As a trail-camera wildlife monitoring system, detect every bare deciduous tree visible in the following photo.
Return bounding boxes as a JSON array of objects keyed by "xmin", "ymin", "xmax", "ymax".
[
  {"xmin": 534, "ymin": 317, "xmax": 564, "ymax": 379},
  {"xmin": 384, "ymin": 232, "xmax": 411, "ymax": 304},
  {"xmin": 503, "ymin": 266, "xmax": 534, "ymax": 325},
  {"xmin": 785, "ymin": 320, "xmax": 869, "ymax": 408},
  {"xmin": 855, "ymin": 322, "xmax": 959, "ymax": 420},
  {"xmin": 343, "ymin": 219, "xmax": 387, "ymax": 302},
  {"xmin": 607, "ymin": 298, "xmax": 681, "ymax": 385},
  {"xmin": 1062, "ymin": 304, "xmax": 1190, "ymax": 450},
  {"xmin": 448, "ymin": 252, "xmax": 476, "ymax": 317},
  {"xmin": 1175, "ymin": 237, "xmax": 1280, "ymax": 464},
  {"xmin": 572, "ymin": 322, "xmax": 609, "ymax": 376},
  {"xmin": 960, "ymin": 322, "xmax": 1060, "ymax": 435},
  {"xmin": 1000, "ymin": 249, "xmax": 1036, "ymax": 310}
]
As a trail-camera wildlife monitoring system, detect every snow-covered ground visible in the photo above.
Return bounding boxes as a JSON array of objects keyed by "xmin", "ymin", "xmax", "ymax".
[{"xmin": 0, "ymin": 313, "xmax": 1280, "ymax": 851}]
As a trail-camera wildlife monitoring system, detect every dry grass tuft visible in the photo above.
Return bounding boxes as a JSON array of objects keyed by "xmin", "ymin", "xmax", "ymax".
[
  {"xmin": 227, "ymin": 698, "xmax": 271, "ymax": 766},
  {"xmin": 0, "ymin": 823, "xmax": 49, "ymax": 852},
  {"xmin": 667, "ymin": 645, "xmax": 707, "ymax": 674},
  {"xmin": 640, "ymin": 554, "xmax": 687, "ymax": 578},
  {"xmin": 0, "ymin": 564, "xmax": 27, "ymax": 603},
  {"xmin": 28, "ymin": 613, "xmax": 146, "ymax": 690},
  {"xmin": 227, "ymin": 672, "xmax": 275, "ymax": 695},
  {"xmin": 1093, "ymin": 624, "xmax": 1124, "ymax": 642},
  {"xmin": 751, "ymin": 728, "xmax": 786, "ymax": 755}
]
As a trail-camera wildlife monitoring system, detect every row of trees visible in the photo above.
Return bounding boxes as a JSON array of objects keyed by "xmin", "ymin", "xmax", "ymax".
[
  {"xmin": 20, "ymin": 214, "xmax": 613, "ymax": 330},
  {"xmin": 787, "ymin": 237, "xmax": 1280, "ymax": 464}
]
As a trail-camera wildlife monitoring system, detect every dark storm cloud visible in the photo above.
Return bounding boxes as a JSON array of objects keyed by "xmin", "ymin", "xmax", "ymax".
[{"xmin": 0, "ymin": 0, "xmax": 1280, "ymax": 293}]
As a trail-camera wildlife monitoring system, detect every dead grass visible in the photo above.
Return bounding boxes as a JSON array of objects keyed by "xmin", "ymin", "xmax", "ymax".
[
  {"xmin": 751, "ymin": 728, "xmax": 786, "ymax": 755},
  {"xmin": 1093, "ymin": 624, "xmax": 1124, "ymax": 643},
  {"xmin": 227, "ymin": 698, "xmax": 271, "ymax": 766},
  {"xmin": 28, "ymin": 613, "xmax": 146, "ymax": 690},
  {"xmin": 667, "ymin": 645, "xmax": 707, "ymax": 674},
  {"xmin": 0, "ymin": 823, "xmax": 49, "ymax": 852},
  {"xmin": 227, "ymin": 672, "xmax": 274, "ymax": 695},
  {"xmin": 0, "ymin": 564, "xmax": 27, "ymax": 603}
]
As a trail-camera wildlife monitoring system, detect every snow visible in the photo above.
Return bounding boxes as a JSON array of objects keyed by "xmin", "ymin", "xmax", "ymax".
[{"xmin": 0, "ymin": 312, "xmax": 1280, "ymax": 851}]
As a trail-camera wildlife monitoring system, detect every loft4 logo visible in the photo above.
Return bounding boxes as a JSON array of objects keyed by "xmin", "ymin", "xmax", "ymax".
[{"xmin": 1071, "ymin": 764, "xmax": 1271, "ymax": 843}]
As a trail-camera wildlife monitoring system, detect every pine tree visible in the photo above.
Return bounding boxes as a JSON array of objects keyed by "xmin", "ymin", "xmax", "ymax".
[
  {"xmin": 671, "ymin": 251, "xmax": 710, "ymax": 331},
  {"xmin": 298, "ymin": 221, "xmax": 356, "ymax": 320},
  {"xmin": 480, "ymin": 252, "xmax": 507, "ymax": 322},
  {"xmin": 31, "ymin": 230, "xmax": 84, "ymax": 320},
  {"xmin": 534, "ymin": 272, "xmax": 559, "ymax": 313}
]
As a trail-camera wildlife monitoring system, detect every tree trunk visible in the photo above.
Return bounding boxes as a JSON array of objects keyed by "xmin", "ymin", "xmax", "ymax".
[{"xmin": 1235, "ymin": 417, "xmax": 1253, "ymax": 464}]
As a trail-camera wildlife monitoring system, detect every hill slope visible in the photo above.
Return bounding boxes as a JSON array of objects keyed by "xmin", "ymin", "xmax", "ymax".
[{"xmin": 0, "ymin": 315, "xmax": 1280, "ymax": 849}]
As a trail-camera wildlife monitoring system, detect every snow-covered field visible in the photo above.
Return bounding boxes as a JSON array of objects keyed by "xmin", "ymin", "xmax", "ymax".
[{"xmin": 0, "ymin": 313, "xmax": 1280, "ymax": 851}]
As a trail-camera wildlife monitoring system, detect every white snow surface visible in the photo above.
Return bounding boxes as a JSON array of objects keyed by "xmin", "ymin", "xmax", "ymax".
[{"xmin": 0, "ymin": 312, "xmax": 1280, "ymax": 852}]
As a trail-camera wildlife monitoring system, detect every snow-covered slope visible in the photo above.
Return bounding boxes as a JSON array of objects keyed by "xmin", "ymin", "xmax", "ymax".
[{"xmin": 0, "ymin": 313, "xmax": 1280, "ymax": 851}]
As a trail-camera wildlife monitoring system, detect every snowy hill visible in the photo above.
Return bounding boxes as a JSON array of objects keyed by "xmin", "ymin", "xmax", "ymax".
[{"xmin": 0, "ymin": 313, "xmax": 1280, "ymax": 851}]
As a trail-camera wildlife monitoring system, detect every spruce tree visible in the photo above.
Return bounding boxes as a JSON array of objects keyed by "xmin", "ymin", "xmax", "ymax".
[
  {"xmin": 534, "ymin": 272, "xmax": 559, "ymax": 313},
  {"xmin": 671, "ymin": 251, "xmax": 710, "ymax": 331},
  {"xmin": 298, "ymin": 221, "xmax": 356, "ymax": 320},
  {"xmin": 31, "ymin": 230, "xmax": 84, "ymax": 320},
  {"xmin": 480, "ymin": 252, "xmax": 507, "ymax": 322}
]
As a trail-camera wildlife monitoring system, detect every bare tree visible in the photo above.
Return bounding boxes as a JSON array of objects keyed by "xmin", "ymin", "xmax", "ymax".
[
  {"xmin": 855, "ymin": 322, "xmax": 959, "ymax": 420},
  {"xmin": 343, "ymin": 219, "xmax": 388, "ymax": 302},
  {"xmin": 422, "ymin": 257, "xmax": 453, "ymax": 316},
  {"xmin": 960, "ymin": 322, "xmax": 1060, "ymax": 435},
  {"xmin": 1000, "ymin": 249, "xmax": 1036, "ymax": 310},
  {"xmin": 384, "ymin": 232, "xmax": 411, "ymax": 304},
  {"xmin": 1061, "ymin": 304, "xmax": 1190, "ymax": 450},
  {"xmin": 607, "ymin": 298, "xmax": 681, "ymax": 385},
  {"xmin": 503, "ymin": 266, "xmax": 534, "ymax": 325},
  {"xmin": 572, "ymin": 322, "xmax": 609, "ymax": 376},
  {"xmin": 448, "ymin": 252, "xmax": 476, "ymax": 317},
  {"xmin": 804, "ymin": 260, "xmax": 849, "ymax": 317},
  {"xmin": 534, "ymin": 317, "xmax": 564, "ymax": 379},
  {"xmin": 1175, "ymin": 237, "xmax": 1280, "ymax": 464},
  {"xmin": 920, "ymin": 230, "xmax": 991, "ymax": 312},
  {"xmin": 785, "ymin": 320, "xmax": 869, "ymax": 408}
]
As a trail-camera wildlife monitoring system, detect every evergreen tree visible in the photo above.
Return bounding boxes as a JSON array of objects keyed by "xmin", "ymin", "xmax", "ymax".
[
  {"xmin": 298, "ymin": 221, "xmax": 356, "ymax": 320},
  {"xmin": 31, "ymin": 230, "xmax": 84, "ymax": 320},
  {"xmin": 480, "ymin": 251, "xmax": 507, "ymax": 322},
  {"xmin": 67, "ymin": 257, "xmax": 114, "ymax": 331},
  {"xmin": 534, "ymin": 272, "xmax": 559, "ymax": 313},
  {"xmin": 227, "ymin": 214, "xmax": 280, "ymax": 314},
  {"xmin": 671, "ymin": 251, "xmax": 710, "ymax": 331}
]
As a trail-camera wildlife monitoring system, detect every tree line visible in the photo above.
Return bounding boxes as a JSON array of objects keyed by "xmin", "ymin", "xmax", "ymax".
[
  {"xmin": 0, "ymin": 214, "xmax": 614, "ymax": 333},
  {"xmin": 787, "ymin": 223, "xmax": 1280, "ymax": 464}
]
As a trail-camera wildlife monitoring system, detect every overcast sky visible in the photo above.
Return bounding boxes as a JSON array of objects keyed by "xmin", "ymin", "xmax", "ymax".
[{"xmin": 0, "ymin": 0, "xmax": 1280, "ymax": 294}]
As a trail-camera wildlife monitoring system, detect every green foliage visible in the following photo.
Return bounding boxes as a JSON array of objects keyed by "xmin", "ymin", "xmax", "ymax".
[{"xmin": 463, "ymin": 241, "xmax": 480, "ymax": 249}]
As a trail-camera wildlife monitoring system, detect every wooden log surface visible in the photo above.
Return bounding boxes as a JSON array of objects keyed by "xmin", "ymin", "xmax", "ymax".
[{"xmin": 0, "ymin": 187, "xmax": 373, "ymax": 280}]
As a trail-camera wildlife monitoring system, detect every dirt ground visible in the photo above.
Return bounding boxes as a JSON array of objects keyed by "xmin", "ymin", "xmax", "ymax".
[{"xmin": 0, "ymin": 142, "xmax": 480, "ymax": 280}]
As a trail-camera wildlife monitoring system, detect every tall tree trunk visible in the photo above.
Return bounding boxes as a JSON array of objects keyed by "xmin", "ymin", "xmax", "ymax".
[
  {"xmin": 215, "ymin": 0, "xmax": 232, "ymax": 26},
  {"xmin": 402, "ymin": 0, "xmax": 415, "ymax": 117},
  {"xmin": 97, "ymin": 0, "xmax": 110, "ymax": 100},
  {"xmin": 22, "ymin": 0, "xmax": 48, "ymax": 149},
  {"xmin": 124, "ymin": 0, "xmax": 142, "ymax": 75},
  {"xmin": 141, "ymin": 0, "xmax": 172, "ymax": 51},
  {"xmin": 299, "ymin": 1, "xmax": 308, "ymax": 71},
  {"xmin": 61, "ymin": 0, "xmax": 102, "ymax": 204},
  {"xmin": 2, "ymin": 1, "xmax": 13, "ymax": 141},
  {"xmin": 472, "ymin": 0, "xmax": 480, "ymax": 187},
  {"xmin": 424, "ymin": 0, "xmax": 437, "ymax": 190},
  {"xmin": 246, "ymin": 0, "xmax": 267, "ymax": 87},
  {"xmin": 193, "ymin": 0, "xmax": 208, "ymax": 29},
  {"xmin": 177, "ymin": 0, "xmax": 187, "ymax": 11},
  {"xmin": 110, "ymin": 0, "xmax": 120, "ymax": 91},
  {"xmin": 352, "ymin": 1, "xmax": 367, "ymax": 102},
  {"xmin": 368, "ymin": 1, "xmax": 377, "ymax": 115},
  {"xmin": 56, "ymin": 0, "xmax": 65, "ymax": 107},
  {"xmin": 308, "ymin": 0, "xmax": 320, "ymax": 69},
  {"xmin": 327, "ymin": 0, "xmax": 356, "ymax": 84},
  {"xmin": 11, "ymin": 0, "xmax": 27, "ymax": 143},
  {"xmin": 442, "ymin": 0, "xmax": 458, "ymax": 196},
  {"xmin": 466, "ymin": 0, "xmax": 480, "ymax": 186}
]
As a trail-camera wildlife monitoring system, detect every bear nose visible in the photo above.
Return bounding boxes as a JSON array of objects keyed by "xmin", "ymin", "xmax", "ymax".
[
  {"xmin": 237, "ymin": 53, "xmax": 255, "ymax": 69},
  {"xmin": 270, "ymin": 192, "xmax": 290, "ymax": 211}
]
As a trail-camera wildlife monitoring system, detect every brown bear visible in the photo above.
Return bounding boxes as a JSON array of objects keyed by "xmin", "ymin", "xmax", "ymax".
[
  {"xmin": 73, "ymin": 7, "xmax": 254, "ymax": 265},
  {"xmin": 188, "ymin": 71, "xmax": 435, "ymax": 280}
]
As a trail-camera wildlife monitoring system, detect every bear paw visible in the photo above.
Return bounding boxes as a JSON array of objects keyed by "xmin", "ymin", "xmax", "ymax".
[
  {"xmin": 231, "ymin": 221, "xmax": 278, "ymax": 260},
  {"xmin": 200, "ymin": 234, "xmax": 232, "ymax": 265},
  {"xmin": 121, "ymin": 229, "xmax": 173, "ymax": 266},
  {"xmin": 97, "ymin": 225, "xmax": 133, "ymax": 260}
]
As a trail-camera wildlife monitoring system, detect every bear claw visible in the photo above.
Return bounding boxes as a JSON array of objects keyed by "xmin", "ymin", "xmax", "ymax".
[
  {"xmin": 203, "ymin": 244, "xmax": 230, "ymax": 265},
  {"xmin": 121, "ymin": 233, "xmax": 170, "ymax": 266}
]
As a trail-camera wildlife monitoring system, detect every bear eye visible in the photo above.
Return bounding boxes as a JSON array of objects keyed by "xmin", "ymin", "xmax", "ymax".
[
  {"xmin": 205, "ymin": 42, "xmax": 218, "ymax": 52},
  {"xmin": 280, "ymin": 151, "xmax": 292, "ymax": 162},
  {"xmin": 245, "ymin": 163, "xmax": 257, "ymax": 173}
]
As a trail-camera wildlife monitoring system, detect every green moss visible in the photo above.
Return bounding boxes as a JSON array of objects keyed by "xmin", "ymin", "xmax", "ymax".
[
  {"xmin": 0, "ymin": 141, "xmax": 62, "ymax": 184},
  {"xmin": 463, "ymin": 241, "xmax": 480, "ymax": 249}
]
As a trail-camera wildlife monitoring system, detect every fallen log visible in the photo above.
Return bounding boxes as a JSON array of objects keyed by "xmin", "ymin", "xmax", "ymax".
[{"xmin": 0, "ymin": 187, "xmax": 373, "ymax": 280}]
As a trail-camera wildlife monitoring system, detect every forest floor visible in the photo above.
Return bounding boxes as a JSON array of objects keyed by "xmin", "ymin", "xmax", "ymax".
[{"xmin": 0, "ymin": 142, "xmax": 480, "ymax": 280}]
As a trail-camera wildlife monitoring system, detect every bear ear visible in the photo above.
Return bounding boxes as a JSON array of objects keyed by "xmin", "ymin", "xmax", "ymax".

-- -- --

Problem statement: Reproduce the lines of the records from the line containing "floor visible in the photo above." up to and including the last line of the records, character for character.

Answer in full:
As a trail-camera wildlife monitoring system, detect every forest floor visible in the photo above.
Return bounding boxes as a JSON array of objects keyed by "xmin", "ymin", "xmax", "ymax".
[{"xmin": 0, "ymin": 142, "xmax": 480, "ymax": 280}]
As a trail-camera wildlife monitoring system, detect every bear ear visible in the photo above.
Return bounding boxes as a JSON array of objects keyed by "xmin", "ymin", "xmax", "ymax".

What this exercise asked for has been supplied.